(Object location annotation data)
++++
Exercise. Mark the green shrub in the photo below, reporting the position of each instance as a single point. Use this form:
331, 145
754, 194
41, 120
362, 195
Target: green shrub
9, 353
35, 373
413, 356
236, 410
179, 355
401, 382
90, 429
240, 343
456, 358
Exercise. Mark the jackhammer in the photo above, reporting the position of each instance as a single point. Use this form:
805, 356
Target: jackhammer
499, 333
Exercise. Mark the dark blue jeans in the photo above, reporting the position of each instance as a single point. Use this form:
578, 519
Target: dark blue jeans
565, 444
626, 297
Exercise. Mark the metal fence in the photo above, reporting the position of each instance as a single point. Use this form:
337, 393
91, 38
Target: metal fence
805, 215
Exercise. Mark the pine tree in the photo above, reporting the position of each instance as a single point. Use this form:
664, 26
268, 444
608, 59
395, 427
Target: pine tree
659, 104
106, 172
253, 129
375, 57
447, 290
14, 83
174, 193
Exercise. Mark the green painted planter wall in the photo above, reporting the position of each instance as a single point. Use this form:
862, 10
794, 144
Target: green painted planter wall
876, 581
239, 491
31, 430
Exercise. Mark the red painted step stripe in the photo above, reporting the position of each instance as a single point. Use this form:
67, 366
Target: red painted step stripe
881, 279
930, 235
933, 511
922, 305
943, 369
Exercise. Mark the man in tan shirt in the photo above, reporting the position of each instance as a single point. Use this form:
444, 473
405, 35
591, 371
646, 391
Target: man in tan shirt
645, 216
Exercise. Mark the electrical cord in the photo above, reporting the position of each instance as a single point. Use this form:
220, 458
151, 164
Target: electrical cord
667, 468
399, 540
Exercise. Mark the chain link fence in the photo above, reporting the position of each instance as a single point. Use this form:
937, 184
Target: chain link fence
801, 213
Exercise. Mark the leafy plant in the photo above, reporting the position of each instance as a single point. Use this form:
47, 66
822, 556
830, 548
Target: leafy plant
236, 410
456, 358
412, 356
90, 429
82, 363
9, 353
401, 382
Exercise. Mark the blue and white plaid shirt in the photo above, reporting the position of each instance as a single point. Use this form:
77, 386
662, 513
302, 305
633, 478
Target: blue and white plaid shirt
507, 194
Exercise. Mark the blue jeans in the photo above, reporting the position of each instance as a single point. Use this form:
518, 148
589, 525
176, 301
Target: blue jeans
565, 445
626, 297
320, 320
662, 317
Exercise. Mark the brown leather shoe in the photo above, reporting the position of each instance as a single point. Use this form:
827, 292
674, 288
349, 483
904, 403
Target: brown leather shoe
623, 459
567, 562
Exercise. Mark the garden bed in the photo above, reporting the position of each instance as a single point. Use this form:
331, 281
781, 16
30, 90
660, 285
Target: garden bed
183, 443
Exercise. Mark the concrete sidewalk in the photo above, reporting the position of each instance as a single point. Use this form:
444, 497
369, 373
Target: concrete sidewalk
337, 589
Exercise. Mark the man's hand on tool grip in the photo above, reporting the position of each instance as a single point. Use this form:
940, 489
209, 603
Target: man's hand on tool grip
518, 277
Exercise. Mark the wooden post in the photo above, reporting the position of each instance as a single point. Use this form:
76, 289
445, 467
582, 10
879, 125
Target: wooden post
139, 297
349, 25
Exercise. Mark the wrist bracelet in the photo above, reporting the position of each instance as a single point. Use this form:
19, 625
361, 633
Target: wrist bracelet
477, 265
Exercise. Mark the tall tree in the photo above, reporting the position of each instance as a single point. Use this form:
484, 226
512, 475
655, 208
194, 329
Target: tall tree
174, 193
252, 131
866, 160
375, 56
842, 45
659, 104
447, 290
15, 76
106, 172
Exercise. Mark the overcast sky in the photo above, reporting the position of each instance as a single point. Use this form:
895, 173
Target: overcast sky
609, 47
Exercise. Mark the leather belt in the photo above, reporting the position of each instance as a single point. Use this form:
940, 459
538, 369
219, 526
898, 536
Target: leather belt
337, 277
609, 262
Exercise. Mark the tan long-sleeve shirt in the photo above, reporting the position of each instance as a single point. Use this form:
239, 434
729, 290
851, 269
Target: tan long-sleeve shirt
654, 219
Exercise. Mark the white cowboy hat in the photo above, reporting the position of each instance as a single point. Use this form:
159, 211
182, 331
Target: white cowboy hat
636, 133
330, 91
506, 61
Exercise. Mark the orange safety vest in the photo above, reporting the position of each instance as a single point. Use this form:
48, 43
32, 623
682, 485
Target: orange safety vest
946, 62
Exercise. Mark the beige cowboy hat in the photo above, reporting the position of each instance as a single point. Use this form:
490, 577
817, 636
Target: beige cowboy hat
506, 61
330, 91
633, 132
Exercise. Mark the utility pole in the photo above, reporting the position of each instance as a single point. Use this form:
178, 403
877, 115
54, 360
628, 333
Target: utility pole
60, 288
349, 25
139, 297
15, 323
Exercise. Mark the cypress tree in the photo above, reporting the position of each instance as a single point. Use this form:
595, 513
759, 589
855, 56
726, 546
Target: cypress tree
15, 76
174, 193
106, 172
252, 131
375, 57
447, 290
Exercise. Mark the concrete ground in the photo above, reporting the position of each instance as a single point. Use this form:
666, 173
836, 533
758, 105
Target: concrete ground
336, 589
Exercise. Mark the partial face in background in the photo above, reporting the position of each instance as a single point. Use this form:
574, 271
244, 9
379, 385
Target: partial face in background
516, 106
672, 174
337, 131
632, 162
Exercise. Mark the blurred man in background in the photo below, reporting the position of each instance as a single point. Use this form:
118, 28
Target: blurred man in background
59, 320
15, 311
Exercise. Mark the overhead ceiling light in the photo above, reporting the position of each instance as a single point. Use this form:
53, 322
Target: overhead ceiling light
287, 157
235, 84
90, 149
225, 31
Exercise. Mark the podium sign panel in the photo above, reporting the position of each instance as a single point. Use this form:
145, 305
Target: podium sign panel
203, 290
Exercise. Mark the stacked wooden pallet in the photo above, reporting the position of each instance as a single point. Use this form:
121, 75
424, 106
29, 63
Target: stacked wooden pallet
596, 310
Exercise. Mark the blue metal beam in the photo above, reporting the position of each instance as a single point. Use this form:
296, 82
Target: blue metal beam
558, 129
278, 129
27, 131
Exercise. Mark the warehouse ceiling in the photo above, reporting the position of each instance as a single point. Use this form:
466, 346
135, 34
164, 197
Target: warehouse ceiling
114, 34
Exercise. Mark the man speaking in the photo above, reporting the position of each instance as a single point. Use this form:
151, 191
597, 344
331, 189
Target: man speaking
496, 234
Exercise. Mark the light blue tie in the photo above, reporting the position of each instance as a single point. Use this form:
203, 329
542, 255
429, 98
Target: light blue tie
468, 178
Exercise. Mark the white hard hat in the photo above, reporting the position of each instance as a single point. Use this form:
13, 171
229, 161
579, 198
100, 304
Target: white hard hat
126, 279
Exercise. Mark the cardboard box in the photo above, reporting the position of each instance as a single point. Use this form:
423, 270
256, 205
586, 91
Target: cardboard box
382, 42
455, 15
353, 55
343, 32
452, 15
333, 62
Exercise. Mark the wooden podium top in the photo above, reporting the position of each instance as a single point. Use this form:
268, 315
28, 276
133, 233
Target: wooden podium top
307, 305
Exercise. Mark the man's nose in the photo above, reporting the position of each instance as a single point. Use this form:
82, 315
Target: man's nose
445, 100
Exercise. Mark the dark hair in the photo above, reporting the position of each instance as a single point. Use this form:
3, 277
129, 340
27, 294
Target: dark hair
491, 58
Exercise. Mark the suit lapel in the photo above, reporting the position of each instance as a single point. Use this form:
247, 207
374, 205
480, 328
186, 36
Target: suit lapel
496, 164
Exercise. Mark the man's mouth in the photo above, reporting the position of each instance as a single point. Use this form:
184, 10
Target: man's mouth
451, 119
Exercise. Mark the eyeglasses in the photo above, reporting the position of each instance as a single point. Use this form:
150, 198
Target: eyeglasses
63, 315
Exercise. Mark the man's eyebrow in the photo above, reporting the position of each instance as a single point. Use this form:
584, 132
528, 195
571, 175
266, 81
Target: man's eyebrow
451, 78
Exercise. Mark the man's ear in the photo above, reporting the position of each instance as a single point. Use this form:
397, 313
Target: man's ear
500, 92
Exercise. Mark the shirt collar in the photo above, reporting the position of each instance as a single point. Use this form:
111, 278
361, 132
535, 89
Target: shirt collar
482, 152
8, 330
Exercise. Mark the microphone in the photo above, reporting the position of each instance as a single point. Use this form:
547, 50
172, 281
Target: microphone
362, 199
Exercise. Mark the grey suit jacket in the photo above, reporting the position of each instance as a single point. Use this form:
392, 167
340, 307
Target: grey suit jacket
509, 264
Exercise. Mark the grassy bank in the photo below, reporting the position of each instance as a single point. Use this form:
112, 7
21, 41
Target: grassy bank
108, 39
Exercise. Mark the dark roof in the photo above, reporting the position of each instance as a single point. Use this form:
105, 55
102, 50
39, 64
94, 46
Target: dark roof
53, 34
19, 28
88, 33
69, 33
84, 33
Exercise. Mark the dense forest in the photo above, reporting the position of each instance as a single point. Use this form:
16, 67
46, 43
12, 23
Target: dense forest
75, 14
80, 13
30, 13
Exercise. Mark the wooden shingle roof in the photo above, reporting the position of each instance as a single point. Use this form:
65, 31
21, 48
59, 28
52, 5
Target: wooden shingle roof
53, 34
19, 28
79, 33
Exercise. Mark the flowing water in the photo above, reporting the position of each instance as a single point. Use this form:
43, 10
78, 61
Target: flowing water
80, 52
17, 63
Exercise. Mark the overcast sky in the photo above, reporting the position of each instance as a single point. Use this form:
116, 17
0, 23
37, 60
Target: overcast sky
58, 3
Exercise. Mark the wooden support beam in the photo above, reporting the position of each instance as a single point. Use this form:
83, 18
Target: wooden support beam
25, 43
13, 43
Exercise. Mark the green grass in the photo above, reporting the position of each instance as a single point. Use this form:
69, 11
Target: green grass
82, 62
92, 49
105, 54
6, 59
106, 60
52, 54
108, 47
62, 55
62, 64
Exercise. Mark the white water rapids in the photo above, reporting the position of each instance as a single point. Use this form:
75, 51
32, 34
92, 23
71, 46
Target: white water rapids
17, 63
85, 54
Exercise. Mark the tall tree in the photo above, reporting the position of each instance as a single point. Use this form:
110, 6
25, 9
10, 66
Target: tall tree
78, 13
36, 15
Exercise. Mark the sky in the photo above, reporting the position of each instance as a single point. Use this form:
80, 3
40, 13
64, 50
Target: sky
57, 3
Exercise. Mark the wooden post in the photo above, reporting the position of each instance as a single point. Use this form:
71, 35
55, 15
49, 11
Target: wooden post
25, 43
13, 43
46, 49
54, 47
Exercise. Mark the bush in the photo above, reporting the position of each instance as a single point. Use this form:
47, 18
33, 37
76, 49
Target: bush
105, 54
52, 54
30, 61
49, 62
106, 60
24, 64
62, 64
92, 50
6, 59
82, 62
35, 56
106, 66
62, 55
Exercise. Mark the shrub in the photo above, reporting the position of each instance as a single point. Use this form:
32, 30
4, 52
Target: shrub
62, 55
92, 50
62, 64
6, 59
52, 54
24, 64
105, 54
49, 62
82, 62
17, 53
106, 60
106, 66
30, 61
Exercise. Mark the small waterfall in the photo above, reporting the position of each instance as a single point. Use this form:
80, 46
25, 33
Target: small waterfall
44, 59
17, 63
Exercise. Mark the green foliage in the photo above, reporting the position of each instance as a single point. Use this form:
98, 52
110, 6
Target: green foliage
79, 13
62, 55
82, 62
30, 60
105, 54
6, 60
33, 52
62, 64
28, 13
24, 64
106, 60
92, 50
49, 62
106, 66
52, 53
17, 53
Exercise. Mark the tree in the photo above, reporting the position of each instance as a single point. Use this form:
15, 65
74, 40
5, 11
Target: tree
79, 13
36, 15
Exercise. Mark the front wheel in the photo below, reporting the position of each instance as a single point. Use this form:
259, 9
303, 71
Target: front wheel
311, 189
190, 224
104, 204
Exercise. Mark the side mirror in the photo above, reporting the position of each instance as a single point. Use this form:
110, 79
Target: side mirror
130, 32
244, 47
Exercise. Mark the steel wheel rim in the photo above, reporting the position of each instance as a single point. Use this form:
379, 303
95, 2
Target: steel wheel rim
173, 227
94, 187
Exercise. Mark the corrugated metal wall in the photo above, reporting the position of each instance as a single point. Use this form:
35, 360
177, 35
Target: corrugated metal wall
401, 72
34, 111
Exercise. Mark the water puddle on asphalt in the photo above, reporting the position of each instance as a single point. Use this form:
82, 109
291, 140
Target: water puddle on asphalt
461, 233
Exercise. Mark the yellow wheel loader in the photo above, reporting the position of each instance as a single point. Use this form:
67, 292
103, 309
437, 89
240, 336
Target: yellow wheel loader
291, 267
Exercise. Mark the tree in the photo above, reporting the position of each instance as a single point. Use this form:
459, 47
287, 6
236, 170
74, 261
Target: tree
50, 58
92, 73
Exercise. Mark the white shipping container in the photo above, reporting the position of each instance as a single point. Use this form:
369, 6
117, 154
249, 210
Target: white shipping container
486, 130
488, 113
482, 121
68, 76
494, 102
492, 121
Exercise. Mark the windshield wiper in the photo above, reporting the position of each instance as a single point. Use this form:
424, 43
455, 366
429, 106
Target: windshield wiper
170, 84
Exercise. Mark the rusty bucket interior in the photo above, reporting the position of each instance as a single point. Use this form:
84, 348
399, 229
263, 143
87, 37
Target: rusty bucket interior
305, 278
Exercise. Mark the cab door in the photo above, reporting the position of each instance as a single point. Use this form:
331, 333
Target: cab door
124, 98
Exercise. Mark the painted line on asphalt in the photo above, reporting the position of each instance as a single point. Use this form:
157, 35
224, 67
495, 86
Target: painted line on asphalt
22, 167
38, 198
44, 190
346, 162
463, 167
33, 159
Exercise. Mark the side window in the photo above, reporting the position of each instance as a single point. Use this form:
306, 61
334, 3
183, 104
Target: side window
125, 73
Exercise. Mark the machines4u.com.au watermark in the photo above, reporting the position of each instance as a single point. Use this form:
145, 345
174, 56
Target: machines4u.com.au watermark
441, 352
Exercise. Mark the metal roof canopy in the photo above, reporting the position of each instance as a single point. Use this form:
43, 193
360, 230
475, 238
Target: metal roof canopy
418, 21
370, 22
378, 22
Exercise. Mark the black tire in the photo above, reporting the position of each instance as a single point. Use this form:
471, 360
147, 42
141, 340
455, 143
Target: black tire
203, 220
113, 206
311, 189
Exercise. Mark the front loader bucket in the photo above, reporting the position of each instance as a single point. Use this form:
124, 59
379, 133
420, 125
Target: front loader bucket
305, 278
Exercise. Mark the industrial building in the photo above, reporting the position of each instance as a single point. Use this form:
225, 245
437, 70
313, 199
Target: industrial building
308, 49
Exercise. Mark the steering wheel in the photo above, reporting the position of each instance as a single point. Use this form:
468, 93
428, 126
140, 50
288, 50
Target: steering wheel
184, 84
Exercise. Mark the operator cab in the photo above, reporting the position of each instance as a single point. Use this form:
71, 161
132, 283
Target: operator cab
++++
> Task instructions
Beginning with the line that contains "Exercise. Mark the side window", quote each line exactly through the last line of the entries above, and nothing beyond them.

> Answer in full
Exercise. Mark the side window in the photo above, reporting the position of each instance as a single point. Use this form:
306, 61
334, 3
183, 104
Target: side window
125, 73
Exercise. Mark the machines4u.com.au watermark in the photo above, reporting the position of each instance as a single point. Use this form:
145, 345
174, 56
Target: machines4u.com.au watermark
441, 352
Exercise. Mark the metal roof canopy in the photo above, reporting the position of each instance as a single point. Use this form:
43, 193
360, 230
475, 238
Target: metal roof canopy
418, 21
370, 22
378, 22
Exercise. Mark the black tire in the photo above, reporting the position of each instance as a single point. Use this form:
471, 360
147, 42
141, 340
455, 143
Target: black tire
203, 220
113, 206
311, 189
Exercise. Mark the front loader bucket in the photo above, reporting the position of each instance as a single point. Use this form:
124, 59
379, 133
420, 125
Target: front loader bucket
305, 278
Exercise. Mark the industrial building in the photo above, reporting the position of each instance as a single point. Use this form:
225, 245
437, 70
313, 199
Target: industrial building
308, 49
Exercise. Mark the steering wheel in the photo above, reporting the position of each instance as a single point. Use this form:
468, 93
428, 126
140, 50
288, 50
Target: steering wheel
184, 84
Exercise. Mark the operator cab in the photo above, reporting the position of each instance as a single point. Use this form:
71, 161
132, 283
Target: operator cab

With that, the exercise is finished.